* **Assignment**: The whole listing is to be written out again exactly; the pictures are not.
•••
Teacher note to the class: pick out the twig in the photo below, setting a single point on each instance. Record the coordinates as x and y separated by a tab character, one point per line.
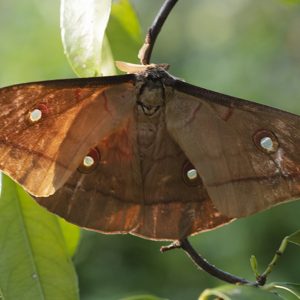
205	265
261	279
146	50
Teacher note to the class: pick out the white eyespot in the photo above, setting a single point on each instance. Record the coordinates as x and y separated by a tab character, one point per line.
267	143
192	174
35	115
88	161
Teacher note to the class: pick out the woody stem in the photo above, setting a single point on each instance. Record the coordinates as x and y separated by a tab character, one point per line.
203	264
146	50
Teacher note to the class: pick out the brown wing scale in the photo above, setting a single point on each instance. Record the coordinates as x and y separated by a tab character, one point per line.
41	155
222	137
138	190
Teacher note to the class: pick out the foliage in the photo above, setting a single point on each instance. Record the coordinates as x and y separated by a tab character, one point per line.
35	260
250	49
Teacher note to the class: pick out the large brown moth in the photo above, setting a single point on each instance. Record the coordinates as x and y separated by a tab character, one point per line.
146	153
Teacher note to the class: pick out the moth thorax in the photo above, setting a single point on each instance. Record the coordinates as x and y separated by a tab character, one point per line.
151	96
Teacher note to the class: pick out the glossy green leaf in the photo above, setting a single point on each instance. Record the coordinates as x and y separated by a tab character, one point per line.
124	32
83	25
294	238
34	259
230	292
143	297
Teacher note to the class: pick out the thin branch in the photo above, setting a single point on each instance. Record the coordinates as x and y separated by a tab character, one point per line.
146	50
205	265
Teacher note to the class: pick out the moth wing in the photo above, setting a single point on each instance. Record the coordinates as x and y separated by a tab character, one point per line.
224	138
139	187
42	151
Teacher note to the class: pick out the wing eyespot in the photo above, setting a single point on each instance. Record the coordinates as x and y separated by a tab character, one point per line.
90	161
38	112
190	175
266	141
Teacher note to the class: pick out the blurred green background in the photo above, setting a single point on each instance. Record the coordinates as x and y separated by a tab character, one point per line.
246	48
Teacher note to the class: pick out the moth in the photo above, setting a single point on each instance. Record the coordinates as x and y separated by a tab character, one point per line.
147	154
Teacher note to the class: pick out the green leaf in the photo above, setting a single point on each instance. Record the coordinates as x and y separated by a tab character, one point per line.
292	288
294	238
230	292
142	297
124	32
34	259
83	27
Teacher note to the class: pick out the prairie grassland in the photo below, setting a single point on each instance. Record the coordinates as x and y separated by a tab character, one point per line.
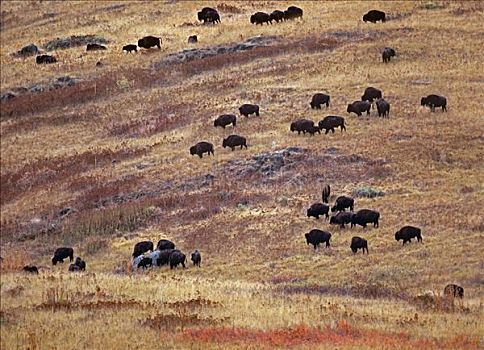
115	148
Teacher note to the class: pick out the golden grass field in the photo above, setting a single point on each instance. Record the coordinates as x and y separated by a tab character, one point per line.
125	130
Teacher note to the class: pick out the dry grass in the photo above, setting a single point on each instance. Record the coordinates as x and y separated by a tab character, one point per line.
115	148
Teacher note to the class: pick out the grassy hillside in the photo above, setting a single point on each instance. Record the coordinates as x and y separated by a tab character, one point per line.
114	147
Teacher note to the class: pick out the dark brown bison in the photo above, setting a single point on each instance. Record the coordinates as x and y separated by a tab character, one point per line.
293	12
433	101
260	18
130	48
374	16
233	141
326	193
359	243
406	233
364	217
358	107
201	148
453	291
387	54
371	94
317	209
247	109
196	258
142	247
343	202
331	122
62	253
316	237
342	218
383	108
149	41
318	100
164	244
224	120
95	47
176	258
45	59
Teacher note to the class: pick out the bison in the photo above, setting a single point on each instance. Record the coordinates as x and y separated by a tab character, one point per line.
358	107
260	18
331	122
196	258
142	247
406	233
247	109
387	54
316	237
374	16
176	258
130	48
371	94
201	148
326	193
342	218
233	141
224	120
149	42
318	100
383	108
359	243
433	101
164	244
45	59
317	209
62	253
343	202
364	217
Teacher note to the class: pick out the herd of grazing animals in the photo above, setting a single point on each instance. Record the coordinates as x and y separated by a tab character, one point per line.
144	255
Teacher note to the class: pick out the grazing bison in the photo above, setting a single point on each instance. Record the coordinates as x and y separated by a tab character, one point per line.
260	18
383	108
371	94
233	141
406	233
331	122
316	237
364	217
317	209
176	258
62	253
247	109
293	12
277	16
31	269
224	120
142	247
95	47
359	243
326	193
342	218
387	54
130	47
358	107
374	16
45	59
164	244
453	291
196	258
343	202
433	101
318	100
149	41
201	148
•••
* **Result**:
Teacher note to the class: pick out the twig in the photo below, setting a single point on each instance. Record the coordinates as x and y separated by a tab character, one point per line.
205	265
261	279
146	50
Teacher note to the class: pick out the white eyespot in the photo above, setting a single point on each instance. Record the coordinates as x and y separated by a tab character, one point per line.
267	143
192	174
35	115
88	161
Teacher note to the class: pick out the woody stem in the photo above, setting a single point on each instance. Record the coordinates as x and y separated by a tab character, one point per line.
203	264
146	50
Teacher note to the class: pick out the brown wing scale in the photo above, setting a single point on each instance. Record the coordinates as x and y separated by a tab character, one point per line.
41	155
222	137
138	190
Teacher note to the class: pick out the foliage in the photo above, setting a single point on each instance. Record the coordinates as x and y separated by a tab character, one point per line.
35	260
250	49
Teacher note to the class: pick out the large brown moth in the photo above, setting a single point on each instance. Record the coordinates as x and y separated by a tab character, one point per line.
146	153
Teacher note to the class: pick out the moth thorax in the photo above, setting a single point on each instance. Record the coordinates as x and y separated by a tab character, one point per line.
151	96
Teacher note to the class: pick out the glossy green leaf in the photo above, setting a single point on each instance. Record the coordinates as x and y separated by a tab character, one point per line.
124	32
83	25
294	238
34	259
230	292
143	297
Teacher note to the class: pick out the thin branch in the photo above, setting a single point on each instance. Record the coordinates as x and y separated by a tab character, one point per line.
146	50
205	265
Teacher note to the class: pick out the moth wing in the photo above, setting a single point on each instance. Record the coordinates as x and y separated by a tab character, one point per line.
224	138
139	187
42	151
Teacher note to the class: pick out the wing eyespot in the photo above, setting a single point on each instance. Record the coordinates as x and y separated by a tab character, one point per line.
90	161
38	112
190	175
266	141
Teacher note to the class: pick out the blurred green background in the photo above, setting a single point on each instance. Record the coordinates as x and y separated by a tab character, one point per line.
246	48
Teacher note to the class: pick out the moth in the photo above, setting a single point on each instance. Record the coordinates as x and y separated by a tab character, one point per line.
147	154
Teacher note to the class: pick out the green leaf in the photo above, setting a single point on each instance. Record the coordinates as x and y separated by a tab character, one point per line.
292	288
294	238
230	292
142	297
124	32
34	259
83	27
Teacher note to the class: pick out the prairie grassland in the photo below, setting a single point on each instance. Record the coordinates as x and y separated by a tab character, one point per line.
115	148
Teacher note to the class: pick out the golden grass field in the photo above, setting a single point on each instance. Record the coordinates as x and y separated by a tab character, one point per line.
125	130
Teacher note to the class: pick out the dry grass in the photo above, setting a single point on each instance. Record the coordinates as x and y separated by a tab character, one point per line.
115	148
Teacher note to the class: pick out the grassy hillside in the photo above, setting a single point on each instance. Record the coordinates as x and y separated by a tab character, one point per line.
114	147
Teacher note to the class: pick out the dark brown bison in the photo above, setting a single point on each instance. Record the coordinates as x and y separated by a tab character, one point per line.
293	12
433	101
260	18
130	48
374	16
233	141
326	193
359	243
406	233
364	217
358	107
201	148
453	291
387	54
371	94
317	209
247	109
196	258
142	247
343	202
331	122
62	253
316	237
342	218
383	108
149	41
318	100
164	244
224	120
95	47
176	258
45	59
Teacher note to the class: pick out the bison in the photo above, setting a single point on each instance. Record the coordinates as x and y separated by a tab character, one point per line.
358	107
260	18
331	122
196	258
142	247
406	233
247	109
387	54
316	237
374	16
176	258
130	48
371	94
201	148
326	193
342	218
233	141
224	120
149	42
318	100
383	108
359	243
433	101
164	244
45	59
317	209
62	253
343	202
364	217
Teacher note to the class: pick out the herd of grazing animals in the photo above, setting a single point on each instance. Record the coordinates as x and y separated by a tab character, one point per line.
144	255
Teacher note to the class: pick out the grazing bison in the photo above, setting a single point on each instance. Record the coordinates as x and y separated by a tab character, one point per line.
260	18
383	108
371	94
233	141
406	233
331	122
316	237
364	217
317	209
176	258
62	253
247	109
293	12
277	16
31	269
224	120
142	247
95	47
359	243
326	193
342	218
387	54
130	47
358	107
374	16
45	59
164	244
453	291
196	258
343	202
433	101
318	100
149	41
201	148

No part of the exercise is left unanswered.